EXERCISE GOAL -
Gather every line from the rows below that contains the string "clicks". Letter case matters.

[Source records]
■ ■ ■

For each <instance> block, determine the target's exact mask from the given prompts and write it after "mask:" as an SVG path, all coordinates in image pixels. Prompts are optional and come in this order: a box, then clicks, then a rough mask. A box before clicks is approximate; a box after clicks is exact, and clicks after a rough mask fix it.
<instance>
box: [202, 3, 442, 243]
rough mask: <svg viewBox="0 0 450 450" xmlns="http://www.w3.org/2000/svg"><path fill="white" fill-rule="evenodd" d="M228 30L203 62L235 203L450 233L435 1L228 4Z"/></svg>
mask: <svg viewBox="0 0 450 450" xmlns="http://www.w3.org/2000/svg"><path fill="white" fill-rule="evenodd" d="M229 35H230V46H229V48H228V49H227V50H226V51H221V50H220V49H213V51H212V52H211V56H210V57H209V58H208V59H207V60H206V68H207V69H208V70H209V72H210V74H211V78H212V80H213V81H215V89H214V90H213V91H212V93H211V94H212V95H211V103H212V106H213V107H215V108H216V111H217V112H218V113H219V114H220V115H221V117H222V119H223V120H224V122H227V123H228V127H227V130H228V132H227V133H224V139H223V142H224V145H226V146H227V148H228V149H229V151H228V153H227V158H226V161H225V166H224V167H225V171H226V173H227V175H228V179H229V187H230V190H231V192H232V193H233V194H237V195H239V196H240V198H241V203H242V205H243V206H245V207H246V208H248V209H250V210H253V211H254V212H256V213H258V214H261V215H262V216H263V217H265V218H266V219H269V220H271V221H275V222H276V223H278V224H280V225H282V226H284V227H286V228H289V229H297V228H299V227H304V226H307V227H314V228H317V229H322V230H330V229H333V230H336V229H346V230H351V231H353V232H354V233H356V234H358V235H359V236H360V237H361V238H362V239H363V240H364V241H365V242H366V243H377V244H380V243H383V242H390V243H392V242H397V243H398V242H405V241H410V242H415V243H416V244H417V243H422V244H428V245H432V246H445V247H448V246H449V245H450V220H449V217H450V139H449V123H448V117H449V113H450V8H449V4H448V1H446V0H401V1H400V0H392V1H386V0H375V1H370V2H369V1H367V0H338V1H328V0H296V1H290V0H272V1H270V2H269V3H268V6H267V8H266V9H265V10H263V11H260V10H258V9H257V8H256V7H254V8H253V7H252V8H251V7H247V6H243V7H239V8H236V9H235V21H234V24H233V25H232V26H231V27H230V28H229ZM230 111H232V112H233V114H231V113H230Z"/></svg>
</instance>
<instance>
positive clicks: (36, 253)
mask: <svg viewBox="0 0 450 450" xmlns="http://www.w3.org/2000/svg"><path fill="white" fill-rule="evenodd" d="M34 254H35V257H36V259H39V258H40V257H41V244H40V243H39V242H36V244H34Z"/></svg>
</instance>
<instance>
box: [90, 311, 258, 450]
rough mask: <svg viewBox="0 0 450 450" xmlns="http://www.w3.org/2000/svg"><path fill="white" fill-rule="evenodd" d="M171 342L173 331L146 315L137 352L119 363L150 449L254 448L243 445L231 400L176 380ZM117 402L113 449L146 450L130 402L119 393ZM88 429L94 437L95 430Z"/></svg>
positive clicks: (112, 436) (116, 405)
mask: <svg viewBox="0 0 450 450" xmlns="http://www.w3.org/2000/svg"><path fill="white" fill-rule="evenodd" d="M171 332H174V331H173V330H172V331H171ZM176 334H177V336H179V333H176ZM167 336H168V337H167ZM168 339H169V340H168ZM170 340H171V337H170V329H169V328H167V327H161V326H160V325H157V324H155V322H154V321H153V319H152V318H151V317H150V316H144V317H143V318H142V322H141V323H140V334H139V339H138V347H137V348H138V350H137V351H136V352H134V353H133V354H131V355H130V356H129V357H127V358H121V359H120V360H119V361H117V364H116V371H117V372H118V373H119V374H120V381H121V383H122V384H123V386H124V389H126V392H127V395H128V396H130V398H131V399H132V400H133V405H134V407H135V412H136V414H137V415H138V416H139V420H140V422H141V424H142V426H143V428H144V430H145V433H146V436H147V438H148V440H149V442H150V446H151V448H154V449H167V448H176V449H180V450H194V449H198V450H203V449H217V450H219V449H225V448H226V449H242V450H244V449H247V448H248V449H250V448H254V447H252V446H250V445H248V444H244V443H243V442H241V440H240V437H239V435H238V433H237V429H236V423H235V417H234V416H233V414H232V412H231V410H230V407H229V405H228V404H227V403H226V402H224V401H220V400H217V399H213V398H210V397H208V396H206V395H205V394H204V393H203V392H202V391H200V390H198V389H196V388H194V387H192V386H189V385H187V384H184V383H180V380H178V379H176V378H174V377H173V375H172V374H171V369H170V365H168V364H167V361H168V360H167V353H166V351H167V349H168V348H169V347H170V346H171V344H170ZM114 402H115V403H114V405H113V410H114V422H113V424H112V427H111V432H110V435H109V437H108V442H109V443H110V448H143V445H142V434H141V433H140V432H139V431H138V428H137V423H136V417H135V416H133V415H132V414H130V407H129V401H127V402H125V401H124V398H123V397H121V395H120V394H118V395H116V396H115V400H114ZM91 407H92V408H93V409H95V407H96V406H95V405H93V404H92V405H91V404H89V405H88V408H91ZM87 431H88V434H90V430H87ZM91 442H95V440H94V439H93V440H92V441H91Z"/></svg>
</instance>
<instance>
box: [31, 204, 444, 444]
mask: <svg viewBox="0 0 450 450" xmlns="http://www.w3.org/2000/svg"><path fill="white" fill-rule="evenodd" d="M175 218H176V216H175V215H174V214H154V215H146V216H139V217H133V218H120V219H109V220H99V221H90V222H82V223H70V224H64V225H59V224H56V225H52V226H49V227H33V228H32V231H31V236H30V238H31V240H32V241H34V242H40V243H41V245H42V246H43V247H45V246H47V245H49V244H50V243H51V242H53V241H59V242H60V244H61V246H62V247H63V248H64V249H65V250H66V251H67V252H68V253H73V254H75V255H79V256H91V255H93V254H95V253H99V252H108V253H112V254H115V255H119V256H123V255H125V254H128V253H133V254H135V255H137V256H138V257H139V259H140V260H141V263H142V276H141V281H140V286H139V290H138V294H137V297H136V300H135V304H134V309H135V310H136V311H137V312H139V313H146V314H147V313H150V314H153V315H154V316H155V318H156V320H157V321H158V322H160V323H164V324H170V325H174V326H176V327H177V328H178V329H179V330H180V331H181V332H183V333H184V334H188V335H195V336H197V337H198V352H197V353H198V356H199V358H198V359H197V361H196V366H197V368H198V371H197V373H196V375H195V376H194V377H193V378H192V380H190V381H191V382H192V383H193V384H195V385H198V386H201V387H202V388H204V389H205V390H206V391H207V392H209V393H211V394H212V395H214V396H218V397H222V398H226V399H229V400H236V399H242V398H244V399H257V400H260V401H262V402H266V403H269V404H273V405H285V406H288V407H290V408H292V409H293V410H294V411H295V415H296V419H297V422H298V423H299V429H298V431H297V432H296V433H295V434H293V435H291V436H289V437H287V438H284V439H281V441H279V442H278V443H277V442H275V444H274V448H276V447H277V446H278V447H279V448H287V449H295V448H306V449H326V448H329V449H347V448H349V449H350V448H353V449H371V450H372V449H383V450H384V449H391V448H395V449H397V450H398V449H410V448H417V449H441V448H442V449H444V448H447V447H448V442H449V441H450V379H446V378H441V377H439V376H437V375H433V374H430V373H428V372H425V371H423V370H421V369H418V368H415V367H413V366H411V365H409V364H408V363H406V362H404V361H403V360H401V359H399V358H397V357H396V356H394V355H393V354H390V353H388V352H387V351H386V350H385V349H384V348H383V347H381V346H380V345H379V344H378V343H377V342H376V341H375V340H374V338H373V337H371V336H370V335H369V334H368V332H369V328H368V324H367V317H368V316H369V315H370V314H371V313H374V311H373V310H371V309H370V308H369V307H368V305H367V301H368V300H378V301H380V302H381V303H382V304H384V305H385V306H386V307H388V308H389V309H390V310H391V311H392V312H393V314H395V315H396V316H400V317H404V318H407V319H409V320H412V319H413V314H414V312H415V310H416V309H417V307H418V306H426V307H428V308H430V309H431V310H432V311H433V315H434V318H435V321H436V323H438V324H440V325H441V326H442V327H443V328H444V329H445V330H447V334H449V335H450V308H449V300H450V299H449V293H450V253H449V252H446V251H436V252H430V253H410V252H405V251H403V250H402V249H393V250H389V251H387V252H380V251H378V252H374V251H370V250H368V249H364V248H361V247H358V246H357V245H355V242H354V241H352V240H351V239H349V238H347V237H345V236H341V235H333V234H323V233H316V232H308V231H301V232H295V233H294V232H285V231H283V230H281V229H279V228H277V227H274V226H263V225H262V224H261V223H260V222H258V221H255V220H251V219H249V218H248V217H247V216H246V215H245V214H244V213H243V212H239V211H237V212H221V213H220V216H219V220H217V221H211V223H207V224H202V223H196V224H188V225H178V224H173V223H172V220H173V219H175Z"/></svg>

■ ■ ■

TASK SOLUTION -
For each <instance> block, determine the target's exact mask from the given prompts and write it after "mask:" as an SVG path, all coordinates in image pixels. Prompts are optional and come in this order: a box, then clicks, then a rough mask. A box before clicks is approximate; a box after clicks is exact, and clicks after a rough mask fix it.
positive clicks: (36, 253)
positive clicks: (112, 436) (116, 405)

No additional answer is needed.